Exercise> Copy every item below word for word, keeping each line as it stands.

▼▼▼

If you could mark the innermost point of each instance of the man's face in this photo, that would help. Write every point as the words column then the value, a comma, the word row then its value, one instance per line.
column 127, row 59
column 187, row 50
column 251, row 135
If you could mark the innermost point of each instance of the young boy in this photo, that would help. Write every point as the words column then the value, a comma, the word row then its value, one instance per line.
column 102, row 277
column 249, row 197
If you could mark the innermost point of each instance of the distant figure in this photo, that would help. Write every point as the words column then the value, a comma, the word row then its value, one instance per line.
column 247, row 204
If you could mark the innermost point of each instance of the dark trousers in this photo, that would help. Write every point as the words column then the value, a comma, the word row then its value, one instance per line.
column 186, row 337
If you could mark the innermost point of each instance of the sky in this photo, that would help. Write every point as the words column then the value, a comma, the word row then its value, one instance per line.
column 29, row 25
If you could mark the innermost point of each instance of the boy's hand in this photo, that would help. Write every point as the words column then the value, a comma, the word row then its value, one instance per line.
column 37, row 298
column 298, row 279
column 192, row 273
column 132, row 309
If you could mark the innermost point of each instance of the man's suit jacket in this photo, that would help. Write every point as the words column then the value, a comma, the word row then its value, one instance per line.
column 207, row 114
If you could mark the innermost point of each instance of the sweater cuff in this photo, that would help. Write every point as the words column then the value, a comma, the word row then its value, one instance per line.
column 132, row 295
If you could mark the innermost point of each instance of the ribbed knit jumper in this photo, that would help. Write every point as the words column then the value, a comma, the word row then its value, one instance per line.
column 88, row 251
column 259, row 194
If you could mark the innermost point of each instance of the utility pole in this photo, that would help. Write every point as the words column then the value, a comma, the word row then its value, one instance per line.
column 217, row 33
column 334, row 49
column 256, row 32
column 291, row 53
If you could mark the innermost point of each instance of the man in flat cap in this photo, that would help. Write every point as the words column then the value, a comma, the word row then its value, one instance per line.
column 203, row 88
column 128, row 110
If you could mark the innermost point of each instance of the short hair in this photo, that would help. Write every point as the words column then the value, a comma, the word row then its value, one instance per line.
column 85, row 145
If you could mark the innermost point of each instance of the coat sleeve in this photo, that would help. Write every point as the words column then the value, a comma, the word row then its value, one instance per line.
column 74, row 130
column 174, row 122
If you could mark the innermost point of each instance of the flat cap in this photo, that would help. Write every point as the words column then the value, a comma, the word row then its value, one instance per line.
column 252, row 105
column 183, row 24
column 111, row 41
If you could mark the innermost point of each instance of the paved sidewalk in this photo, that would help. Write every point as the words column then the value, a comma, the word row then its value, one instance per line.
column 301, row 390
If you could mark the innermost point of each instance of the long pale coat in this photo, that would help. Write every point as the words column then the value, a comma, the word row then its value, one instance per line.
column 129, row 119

▲▲▲

Response>
If you could mark the innermost point of each instance of the man's face in this photo, that would help. Write every point as the words column then the value, a comma, the word row then its value, one instance per line.
column 127, row 59
column 187, row 50
column 251, row 135
If you could mark the innermost point of each instance of the young boy in this photo, that would help. Write every point as the words column then the value, a comma, the word row then its value, one instance per line.
column 102, row 277
column 249, row 197
If you could mark the innermost point of each instance of the distant figure in this photo, that would help. Write every point as the words column then the value, a comma, the word row then its value, one instance per line.
column 247, row 204
If you could mark the innermost point of each instance of the dark trousers in this photo, that would help. Write every point as the words column then the value, a comma, the word row then its value, one instance per line.
column 186, row 337
If you could mark the innermost point of each instance of the sky in this photo, that would help. Write every point as the words column then the value, a comma, the word row then its value, one instance per line.
column 29, row 25
If you could mark the innermost point of each instance of the boy's hand in this photo, that would help. Write every point as the words column then the value, a comma, the word row then its value, one instance per line.
column 37, row 298
column 298, row 279
column 192, row 273
column 132, row 309
If you could mark the innermost point of each instance of the man's suit jacket in this photo, that would help. Write every point as the words column then the value, a comma, the word row then its value, one instance per line.
column 207, row 114
If you could mark the innermost point of each instance of the sweater cuff in this photo, that would help. Write every point as the words column then the value, a comma, the word row then its value, one instance per line.
column 132, row 295
If you could mark the innermost point of each instance of the ribbed knit jumper in this photo, that would help. Write every point as the words column then the value, a comma, the word row then its value, one instance per line.
column 88, row 251
column 259, row 194
If you could mark the innermost point of each instance of the utility pole in this photo, that would help. Write every point as the words column then the value, a comma, the word row then its value, one instance per line.
column 217, row 33
column 334, row 49
column 256, row 32
column 291, row 53
If you could mark the innermost point of each instance of the man in flat cap in this photo, that would help. Write every point as the words column then the value, a comma, the word row then its value, one instance per line.
column 203, row 88
column 128, row 110
If you could mark the innermost point of each instance of the short hair in this photo, that would help. Write every point as the words column then the value, a comma, the word row then its value, one instance per line.
column 85, row 145
If you could mark the innermost point of each instance of the coat sleeve in this photo, that would help. Write every point as the words column then the value, a comma, the word row then its value, one instance per line.
column 74, row 130
column 174, row 122
If you could mark the innermost point of each instance of the flat cap in this photo, that would help. Write every point as the words column then the value, a comma, the word row then its value, one instance per line.
column 252, row 105
column 183, row 24
column 111, row 41
If you could mark the innermost point of each instance of the paved sidewalk in this photo, that would help. Write every point as the words column then the value, a comma, the word row then its value, one instance per line.
column 301, row 390
If you could mark the innermost point of each instance of the long pale coat in this photo, that would help. Write every point as the words column then the value, a comma, the word row then its value, one instance per line.
column 129, row 119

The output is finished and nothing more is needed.